======== Texte à lire ========

Paris-Roubaix 1994
Tout au bout de la boue
« Il n’y a que des beaux Paris-Roubaix, mais il y a aussi des grands Paris-Roubaix. » La phrase est de Patrick Chêne, aux commentaires de ce Paris-Roubaix 1994 sur le point de rester dans les mémoires. Il la prononce alors qu’il reste encore 100 km à parcourir. Cela donne une idée de l’intensité de la course.
La veille, dans la presse, Rik Van Looy déclarait :
« Il ne faut pas attaquer sur Paris-Roubaix. » Le triple vainqueur faisait peut-être référence à l’extrême dureté de l’Enfer du Nord. Entre Compiègne et Roubaix, l’anachronisme des chemins non carrossables propulse naturellement les hommes forts à l’avant. L’empereur d’Herentals le sait. Ce constat est d’autant plus vrai quand la météo s’en mêle. Les jours qui ont précédé ont été pluvieux et la boue s’est invitée sur le parcours. Et ce jour-là, c’est encore une actrice de premier plan.

======== Données ========

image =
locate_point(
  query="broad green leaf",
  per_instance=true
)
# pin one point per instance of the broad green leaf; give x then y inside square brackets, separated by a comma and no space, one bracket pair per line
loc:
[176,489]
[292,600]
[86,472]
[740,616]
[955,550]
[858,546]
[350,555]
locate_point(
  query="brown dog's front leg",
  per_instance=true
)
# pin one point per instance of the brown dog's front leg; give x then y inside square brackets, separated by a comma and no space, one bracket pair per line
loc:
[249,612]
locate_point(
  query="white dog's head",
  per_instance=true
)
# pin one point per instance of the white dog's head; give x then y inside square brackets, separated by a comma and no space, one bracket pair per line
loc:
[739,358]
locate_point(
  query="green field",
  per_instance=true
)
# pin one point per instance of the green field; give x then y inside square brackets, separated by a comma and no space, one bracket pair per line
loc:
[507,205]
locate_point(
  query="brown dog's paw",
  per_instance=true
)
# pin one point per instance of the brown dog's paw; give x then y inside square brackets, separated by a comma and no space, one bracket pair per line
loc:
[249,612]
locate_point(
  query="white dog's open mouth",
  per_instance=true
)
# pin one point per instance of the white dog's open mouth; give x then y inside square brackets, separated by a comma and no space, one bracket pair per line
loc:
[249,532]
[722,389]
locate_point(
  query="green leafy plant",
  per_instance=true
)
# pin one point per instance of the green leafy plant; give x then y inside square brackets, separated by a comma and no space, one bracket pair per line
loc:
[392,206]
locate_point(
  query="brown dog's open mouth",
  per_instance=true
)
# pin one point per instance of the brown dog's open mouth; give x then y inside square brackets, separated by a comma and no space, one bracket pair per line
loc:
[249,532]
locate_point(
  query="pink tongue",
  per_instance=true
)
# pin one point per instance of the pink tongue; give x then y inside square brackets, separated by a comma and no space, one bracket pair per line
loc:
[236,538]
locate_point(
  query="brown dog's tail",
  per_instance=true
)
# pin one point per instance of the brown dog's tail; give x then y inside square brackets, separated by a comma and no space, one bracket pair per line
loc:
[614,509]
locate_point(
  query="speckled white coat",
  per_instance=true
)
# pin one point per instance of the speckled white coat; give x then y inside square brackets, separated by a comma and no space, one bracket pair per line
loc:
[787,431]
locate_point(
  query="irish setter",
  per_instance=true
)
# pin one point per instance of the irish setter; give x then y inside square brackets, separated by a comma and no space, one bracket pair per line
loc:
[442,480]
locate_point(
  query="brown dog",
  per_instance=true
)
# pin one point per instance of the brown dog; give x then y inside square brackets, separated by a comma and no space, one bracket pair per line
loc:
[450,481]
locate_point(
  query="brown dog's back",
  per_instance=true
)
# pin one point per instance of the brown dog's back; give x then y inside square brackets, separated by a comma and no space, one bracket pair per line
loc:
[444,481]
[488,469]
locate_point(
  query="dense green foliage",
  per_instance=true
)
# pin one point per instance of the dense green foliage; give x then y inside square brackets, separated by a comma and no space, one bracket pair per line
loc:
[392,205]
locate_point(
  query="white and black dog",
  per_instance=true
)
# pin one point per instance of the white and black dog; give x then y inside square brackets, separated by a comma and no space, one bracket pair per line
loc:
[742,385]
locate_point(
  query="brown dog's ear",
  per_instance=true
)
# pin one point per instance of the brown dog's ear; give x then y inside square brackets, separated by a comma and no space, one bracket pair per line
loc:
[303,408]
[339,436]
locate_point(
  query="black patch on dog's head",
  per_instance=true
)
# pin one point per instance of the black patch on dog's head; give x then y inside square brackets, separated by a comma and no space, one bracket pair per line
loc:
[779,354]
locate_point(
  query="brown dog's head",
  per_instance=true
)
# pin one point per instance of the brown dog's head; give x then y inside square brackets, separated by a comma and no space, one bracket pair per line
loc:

========

## Travail à faire
**A.** D'après le texte sur le Paris-Roubaix 1994, combien de kilomètres restent à parcourir quand Patrick Chêne prononce sa phrase ?
**B.** Dites si chacune de ces affirmations correspond au texte sur le Paris-Roubaix 1994, en citant les mots du texte qui tranchent : (i) Rik Van Looy a remporté Paris-Roubaix trois fois. (ii) Le temps a été sec les jours précédant la course. (iii) Rik Van Looy conseillait d'attaquer sur Paris-Roubaix.
**C.** Reprenez le texte sur le Paris-Roubaix 1994 après sa dernière phrase et poursuivez-le, s'il vous plaît.

## Exercices corrigés
**A.** Il reste encore 100 km.

**B.**
(i) Oui : « Le triple vainqueur ».
(ii) Non : « Les jours qui ont précédé ont été pluvieux ».
(iii) Non : « Il ne faut pas attaquer sur Paris-Roubaix. »

**C.**
Le film débute sous la neige qui tombe légèrement mais le premier moment fort se déroule dans la tranchée d’Arenberg, comme souvent. On y retrouve un petit peloton déjà bien amaigri suite aux nombreux abandons. Dans ce goulet englouti par la forêt, Ballerini et Duclos-Lassalle jouent de malchance. Duclos va jusqu’à tomber et percuter un spectateur trop avancé qui filmait. (la scène aura son remake sur les pentes de l’Alpe d’Huez en 1999, avec Giuseppe Guerini dans le rôle principal). Quand le double tenant du titre se relève, il brandit sa roue cassée. Il nous rappelle l’époque des forçats de la route.
A l’avant, un groupe d’hommes forts et pour l’instant épargnés par la malchance s’est constitué. L’entente n’est pas cordiale et on s’observe déjà entre Johan Museeuw, Andrei Tchmil, Adri Van der Poel, Nico Verhoeven et quelques autres. D’autres les rejoindront quelques kilomètres plus loin : Johan Capiot, Olaf Ludwig, Eddy Seigneur, Fabio Baldato …
Certains s’agacent devant ce scénario indécis ou personne ne roule franchement, où les à-coups sont nombreux. Après une première poursuite, Ballerini et Duclos-Lassalle rentrent sur la tête. Le français est épaulé par ses soldats aux maillots déjà plus très blancs : Lemarchand, Cappelle. L’autre équipe en supériorité numérique est la GB-MG de Museeuw, qui peut compter sur Baldato, Willems et Peeters.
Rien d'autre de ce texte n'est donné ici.